# [WHAT IS BEING ASKED]
Reproduce the source document below word for word, from its first sentence to its last.
Start of SOURCE DOCUMENT
The choice point sets are conceptually organized into a tree whose levels represent the choice points, and choice points with the largest differences in scores are placed highest in the tree. Then a variety of A* (see paper for details) can be used to optimize the number of tree nodes actually examined.
Later work by the author (see 2007 papers) suggests that structural ambiguities can be handled with less sense information, and that many sense ambiguities may be left to be dealt with depending on need.
The Integrated Development Environment project at IBM’s Los Angeles Scientific Center was concerned with two related types of integration: vertical integration of tools for requirements gathering, specification, and implementation, and horizontal integration of specification and programming languages with their data references.
This paper is primarily concerned with vertical integration. In the mid-1970s data processing was increasingly supporting many business activities, and thus there were many software-engineering related research efforts devoted to understanding how to collect and combine data and processing requirements, how to express designs, and how to expedite implementation. This gave rise to a multiplicity of unrelated tools that inhibited their utility.
The paper motivates and suggests a direction for increased attention to integration of these tools, including:
- The use of a coherent system repository for system description data at all levels.
- The use of an expressive data model that shares characteristics of the E/R
and relational models for that repository and for application data as well.
- The use of closely related design documentation languages and programming languages,
thus allowing the use of similar concepts and providing inter-level comparability.
- The use of partial and full application generator capabilities
(For more on the intended data model and language see “The Data Model of IDE”)
End of SOURCE DOCUMENT
Start of PROVIDED INFORMATION
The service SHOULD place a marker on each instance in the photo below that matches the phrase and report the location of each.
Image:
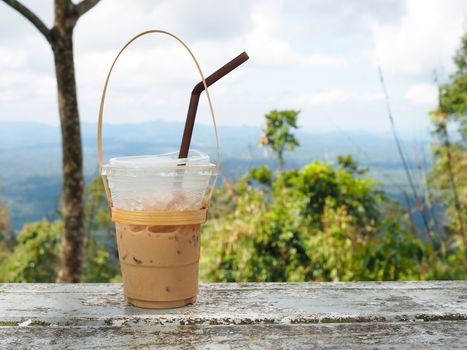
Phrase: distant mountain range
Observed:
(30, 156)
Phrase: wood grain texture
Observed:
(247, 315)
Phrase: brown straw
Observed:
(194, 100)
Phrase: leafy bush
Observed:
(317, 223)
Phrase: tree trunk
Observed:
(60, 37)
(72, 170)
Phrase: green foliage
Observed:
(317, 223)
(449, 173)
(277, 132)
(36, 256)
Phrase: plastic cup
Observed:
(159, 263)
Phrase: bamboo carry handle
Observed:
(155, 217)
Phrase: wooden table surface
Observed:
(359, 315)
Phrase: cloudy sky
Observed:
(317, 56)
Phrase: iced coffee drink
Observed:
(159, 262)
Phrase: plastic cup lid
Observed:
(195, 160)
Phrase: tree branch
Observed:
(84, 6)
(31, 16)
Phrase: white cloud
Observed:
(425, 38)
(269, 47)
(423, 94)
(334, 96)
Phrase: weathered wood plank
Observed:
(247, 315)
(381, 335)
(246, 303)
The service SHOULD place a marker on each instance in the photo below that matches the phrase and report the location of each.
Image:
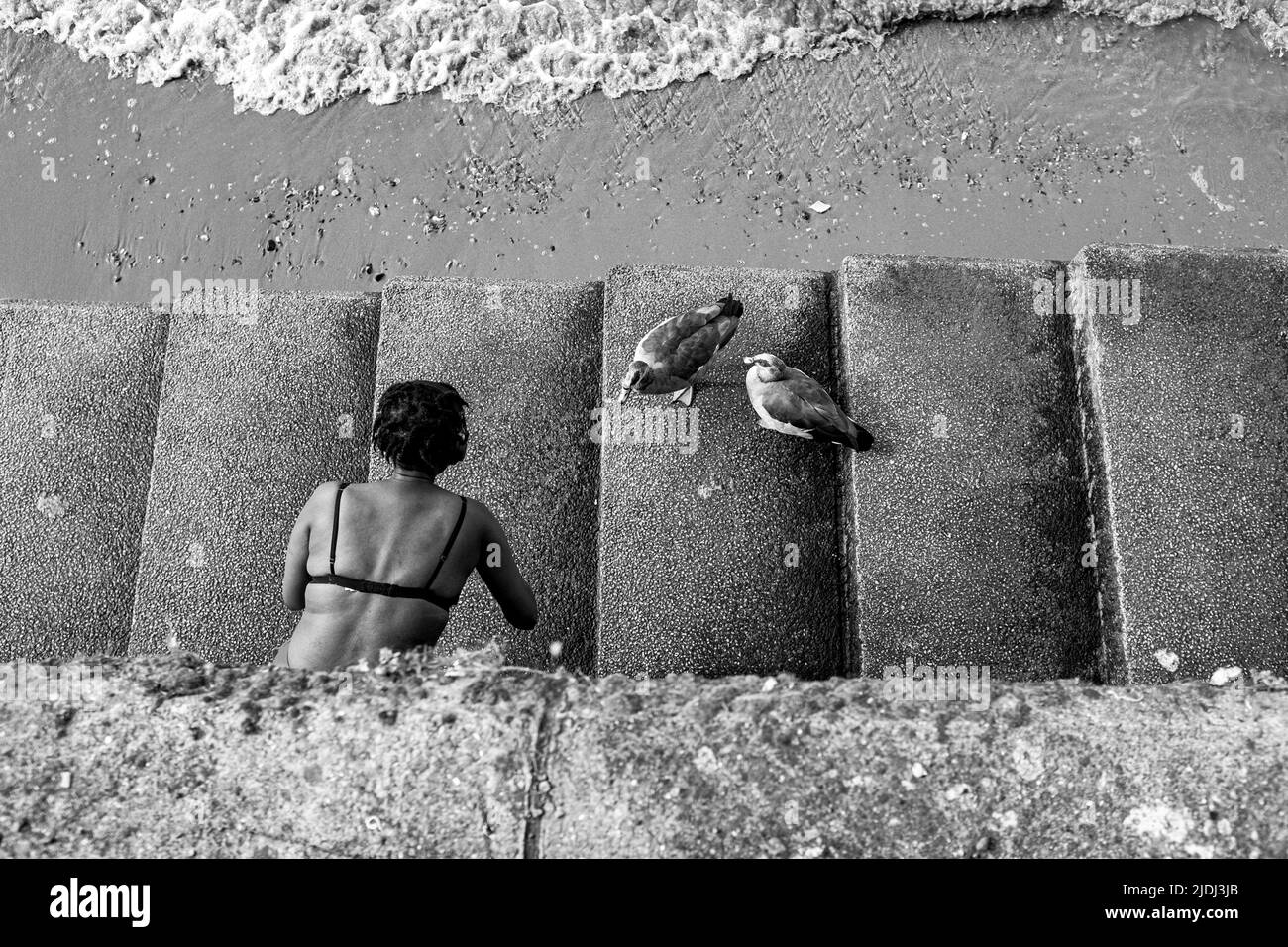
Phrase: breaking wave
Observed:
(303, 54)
End of PROVIDED INFORMATION
# [EXPECTED ANSWER]
The choice point sets are conceptually organized into a tree whose levels represent the choice points, and choice points with the largest differences in scores are placed highest in the tree. Then a variety of A* (see paper for details) can be used to optimize the number of tree nodes actually examined.
Later work by the author (see 2007 papers) suggests that structural ambiguities can be handled with less sense information, and that many sense ambiguities may be left to be dealt with depending on need.
The Integrated Development Environment project at IBM’s Los Angeles Scientific Center was concerned with two related types of integration: vertical integration of tools for requirements gathering, specification, and implementation, and horizontal integration of specification and programming languages with their data references.
This paper is primarily concerned with vertical integration. In the mid-1970s data processing was increasingly supporting many business activities, and thus there were many software-engineering related research efforts devoted to understanding how to collect and combine data and processing requirements, how to express designs, and how to expedite implementation. This gave rise to a multiplicity of unrelated tools that inhibited their utility.
The paper motivates and suggests a direction for increased attention to integration of these tools, including:
- The use of a coherent system repository for system description data at all levels.
- The use of an expressive data model that shares characteristics of the E/R
and relational models for that repository and for application data as well.
- The use of closely related design documentation languages and programming languages,
thus allowing the use of similar concepts and providing inter-level comparability.
- The use of partial and full application generator capabilities
(For more on the intended data model and language see “The Data Model of IDE”)